- _DATA IN THIS EXERCISE_:
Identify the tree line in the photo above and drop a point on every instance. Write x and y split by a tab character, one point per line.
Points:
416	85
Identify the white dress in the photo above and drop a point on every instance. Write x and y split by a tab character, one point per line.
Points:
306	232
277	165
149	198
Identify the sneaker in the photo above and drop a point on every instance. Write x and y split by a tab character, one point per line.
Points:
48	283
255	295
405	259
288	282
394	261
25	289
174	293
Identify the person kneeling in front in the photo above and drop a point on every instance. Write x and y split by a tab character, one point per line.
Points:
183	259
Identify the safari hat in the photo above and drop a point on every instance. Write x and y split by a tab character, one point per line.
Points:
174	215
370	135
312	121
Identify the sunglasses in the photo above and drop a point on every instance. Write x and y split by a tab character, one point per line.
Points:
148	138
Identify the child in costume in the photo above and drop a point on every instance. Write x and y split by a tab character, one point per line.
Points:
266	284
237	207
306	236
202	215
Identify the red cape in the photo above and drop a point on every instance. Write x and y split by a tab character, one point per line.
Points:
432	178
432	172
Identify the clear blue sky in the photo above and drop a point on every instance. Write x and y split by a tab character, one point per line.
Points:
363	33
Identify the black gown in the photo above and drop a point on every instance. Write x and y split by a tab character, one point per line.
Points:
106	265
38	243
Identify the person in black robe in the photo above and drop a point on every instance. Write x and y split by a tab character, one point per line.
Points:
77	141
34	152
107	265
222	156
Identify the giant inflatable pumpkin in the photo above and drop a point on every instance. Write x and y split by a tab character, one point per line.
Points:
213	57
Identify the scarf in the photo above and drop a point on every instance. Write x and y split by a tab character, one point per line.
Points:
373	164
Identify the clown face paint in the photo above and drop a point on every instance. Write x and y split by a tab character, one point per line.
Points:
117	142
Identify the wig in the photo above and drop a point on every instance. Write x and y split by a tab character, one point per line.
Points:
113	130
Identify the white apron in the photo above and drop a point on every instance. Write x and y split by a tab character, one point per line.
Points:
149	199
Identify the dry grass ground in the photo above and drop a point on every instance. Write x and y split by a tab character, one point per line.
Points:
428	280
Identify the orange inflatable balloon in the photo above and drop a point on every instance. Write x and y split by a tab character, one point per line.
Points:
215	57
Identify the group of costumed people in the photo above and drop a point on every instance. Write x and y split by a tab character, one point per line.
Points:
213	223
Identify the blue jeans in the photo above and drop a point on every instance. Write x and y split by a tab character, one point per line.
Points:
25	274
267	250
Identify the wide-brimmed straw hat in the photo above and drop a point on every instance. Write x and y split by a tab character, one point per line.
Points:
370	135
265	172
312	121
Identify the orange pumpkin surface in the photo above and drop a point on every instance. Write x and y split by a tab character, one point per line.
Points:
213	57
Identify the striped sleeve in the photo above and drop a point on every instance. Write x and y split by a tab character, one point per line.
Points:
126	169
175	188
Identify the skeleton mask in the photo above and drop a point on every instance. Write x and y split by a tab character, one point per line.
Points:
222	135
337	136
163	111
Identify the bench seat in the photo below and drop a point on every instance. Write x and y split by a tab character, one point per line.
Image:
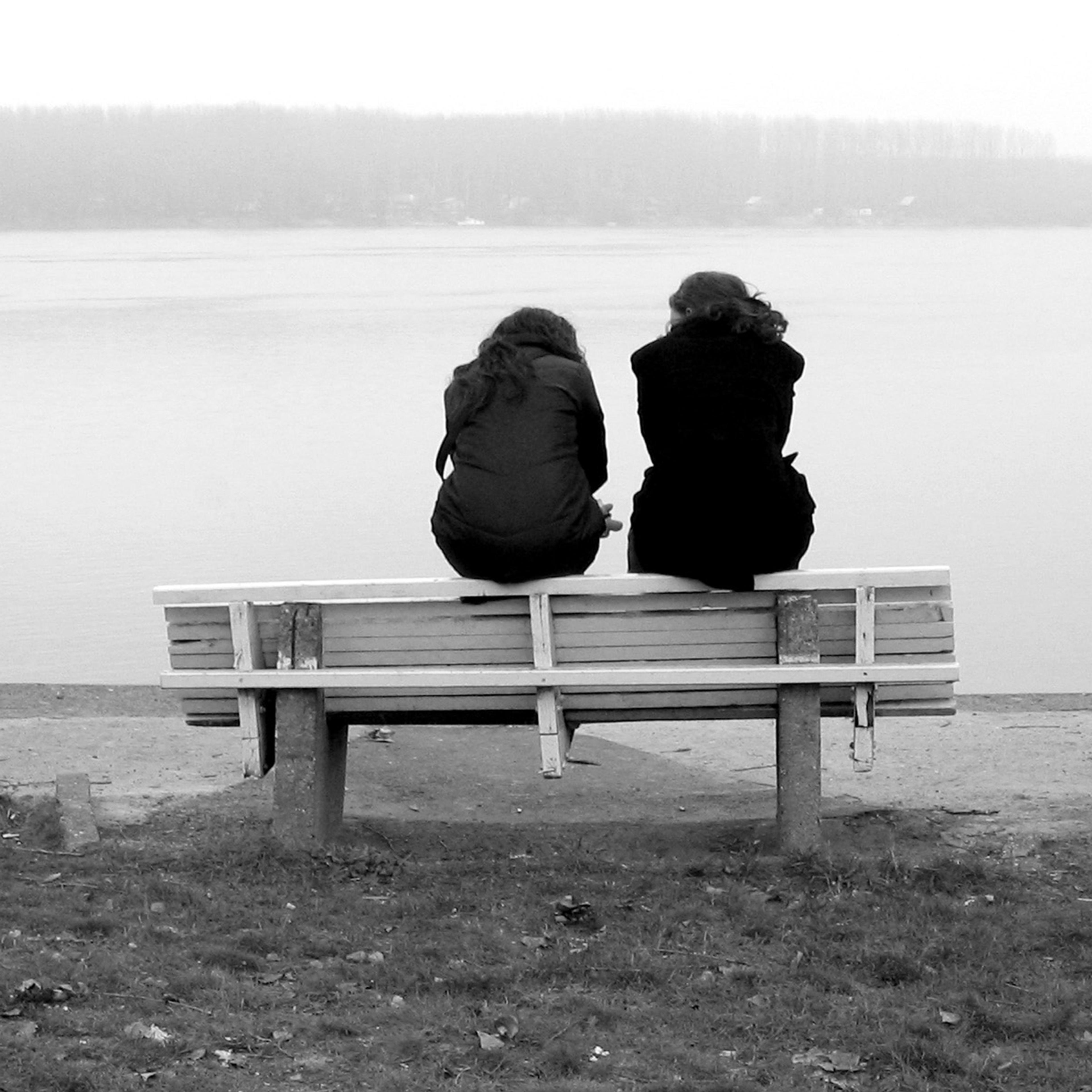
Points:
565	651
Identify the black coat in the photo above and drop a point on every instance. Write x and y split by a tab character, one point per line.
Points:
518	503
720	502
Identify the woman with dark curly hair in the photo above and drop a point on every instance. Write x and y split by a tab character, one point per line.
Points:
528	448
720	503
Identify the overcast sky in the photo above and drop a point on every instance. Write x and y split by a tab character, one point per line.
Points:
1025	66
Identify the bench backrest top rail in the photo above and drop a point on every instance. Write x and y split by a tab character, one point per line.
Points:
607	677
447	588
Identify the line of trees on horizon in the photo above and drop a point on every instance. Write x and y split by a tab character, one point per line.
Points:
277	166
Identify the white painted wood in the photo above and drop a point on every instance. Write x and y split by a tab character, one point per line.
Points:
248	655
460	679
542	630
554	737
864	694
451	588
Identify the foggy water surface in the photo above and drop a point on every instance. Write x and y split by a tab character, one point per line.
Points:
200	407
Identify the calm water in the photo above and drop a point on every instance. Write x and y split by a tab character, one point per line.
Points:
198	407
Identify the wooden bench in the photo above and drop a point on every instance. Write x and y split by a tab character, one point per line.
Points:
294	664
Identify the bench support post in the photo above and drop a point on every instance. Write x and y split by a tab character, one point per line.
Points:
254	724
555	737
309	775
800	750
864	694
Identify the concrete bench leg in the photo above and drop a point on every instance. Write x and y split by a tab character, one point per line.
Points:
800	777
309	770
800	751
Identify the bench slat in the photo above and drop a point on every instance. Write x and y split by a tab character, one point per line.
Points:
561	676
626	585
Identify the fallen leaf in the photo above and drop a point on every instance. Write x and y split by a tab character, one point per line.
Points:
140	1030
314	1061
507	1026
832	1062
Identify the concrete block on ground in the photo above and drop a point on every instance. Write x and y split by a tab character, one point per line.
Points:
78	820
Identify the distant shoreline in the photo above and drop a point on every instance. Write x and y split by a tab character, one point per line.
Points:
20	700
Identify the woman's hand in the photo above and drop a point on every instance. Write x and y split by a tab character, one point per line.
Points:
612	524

- _TASK PROMPT_:
Repeat the records above exactly, leaving out the pictures.

- _FINISHED EXERCISE_:
Identify the tree line in the photo above and drop a point on every instance. Write x and y split by a tab character, one point per line.
Points:
416	85
Identify the white dress in the photo above and drop a point on every instance. Write x and y split by a tab character, one point per line.
Points:
306	232
277	165
149	198
Identify the sneaker in the photo above and drop a point on every instance. Write x and y split by a tab character, one point per line.
Points:
48	283
255	295
405	259
288	282
394	261
25	289
174	293
Identify the person kneeling in front in the photo above and drop a point on every instance. Write x and y split by a tab character, one point per line.
Points:
183	259
Identify the safari hat in the photo above and drop a point on every instance. Write x and y split by a tab character, one point per line.
Points:
174	215
370	135
312	121
Identify the sunglasses in the photo above and drop a point on every instance. Write x and y split by a tab character, one point per line.
Points:
148	138
Identify the child in costume in the photo above and drop a point on every instance. Write x and y split by a tab character, one point per line.
Points:
266	284
237	207
306	236
202	215
Identify the red cape in the photo above and drop a point on every instance. Write x and y split by a tab character, one point per line.
Points:
432	178
432	172
Identify the clear blue sky in the photo above and drop a point on every instance. Write x and y split by a tab character, one point per line.
Points:
363	33
Identify the black gown in the photo above and drop a point on every instance. Write x and y split by a tab character, one point per line.
Points:
106	265
38	243
Identify the person in black robe in the photo above and drop a point on every instance. Write x and y split by a tab character, one point per line.
Points:
77	141
34	152
107	265
222	156
Identify the giant inflatable pumpkin in the photo above and drop a point on every instance. Write x and y split by a tab character, one point per line.
Points:
213	57
Identify the scarf in the photo above and drop a point on every instance. Write x and y split by a tab character, one point per line.
Points:
373	164
Identify the clown face paint in the photo above and drop a point on every instance. Write x and y split by a tab character, one point per line.
Points:
117	142
Identify the wig in the photo above and drop a point on every instance. Write x and y split by a tab character, one point per line.
Points:
113	130
Identify the white apron in the photo above and drop a point on every instance. Write x and y split by a tab character, one point per line.
Points:
149	199
Identify the dry grass ground in the photo above and drop a point on every instance. Write x and y split by a tab character, one point per line.
Points:
428	280
Identify the orange inflatable balloon in the photo above and drop a point on every instance. Write x and y split by a tab character, one point per line.
Points:
215	57
Identify the group of costumed people in the photo above and drop a point on every instance. Write x and y split by a tab character, one point per line.
Points:
213	223
Identify the blue jeans in the photo above and drop a point on every instance. Write x and y split by a tab character, one point per line.
Points:
25	274
267	250
Identify the wide-brimmed straw hat in the photo above and drop a point on every instance. Write x and y split by a tab character, one point per line.
Points:
370	135
265	172
312	121
Identify the orange pumpkin surface in the photo above and drop a point on every instance. Write x and y split by a tab character, one point per line.
Points:
213	57
Identify the striped sleeve in the photo above and drop a point on every instance. Write x and y split by a tab character, one point per line.
Points:
126	169
175	188
Identify the skeleton mask in the photo above and drop a point on every instance. Write x and y split by a tab character, one point per line.
Points:
222	135
337	136
163	111
Identify the bench seat in the photo below and drop a point on every instance. Write x and y split by a tab character, one point per line.
Image:
Points:
565	651
Identify the black coat in the photo above and drop a point on every instance. Write x and y split by a tab character, one point per line.
Points:
518	503
720	502
Identify the woman with dark curly hair in the photo above and drop a point on every instance. Write x and y split by a tab character, one point per line.
Points:
528	448
720	503
Identify the overcast sky in the photo above and drop a point on every instance. Write x and y split by a tab character, one point per line.
Points:
1025	66
Identify the bench backrest top rail in the photo above and drop a point on every instance. Write x and y split by a tab character, one point per line.
Points:
607	677
447	588
Identify the line of trees on horizon in the photo above and drop a point on every instance. Write x and y split by a tab character, one point per line.
Points:
277	166
Identify the white painted wood in the photo above and drop a point on every instance. Write x and y split by a tab character, one point per line.
Points:
248	655
460	679
542	630
554	737
864	694
451	588
Identify the foggy water surface in the photo above and drop a point on every instance. Write x and y split by a tab character, one point per line.
Points:
200	407
Identify the calm water in the photo above and drop a point on every instance. Write x and y split by a tab character, one point per line.
Points:
198	407
Identify the wooden bench in the photo above and drop a point on every instance. Write x and y split by a tab character, one point per line.
Points:
294	664
Identify the bench support post in the photo above and drop a point on every instance. Write x and y split by a tab character, one point per line.
Points:
254	724
555	737
309	775
800	750
864	694
Identify the concrete bench leg in the photo above and drop a point on every instance. Write x and y split by a tab character, one point per line.
Points:
800	777
309	770
800	751
Identify the bench slat in the photo above and drop a point on every instance. Write x and y split by a tab character, one point per line.
Points:
561	676
626	585
Identify the fallen leaf in the photo above and drop a point on every instance. Write x and y split by a tab character, one point per line.
Points:
140	1030
314	1061
507	1026
832	1062
Identify the concrete block on ground in the photo above and drop a point on every instance. Write x and y split by a tab character, one point per line.
Points:
78	820
Identify the distant shoreline in the photo above and drop a point on every instance. Write x and y split by a tab character, one point per line.
Points:
20	700
Identify the woman's hand in the photo above and drop a point on every instance. Write x and y split by a tab character, one point per line.
Points:
612	524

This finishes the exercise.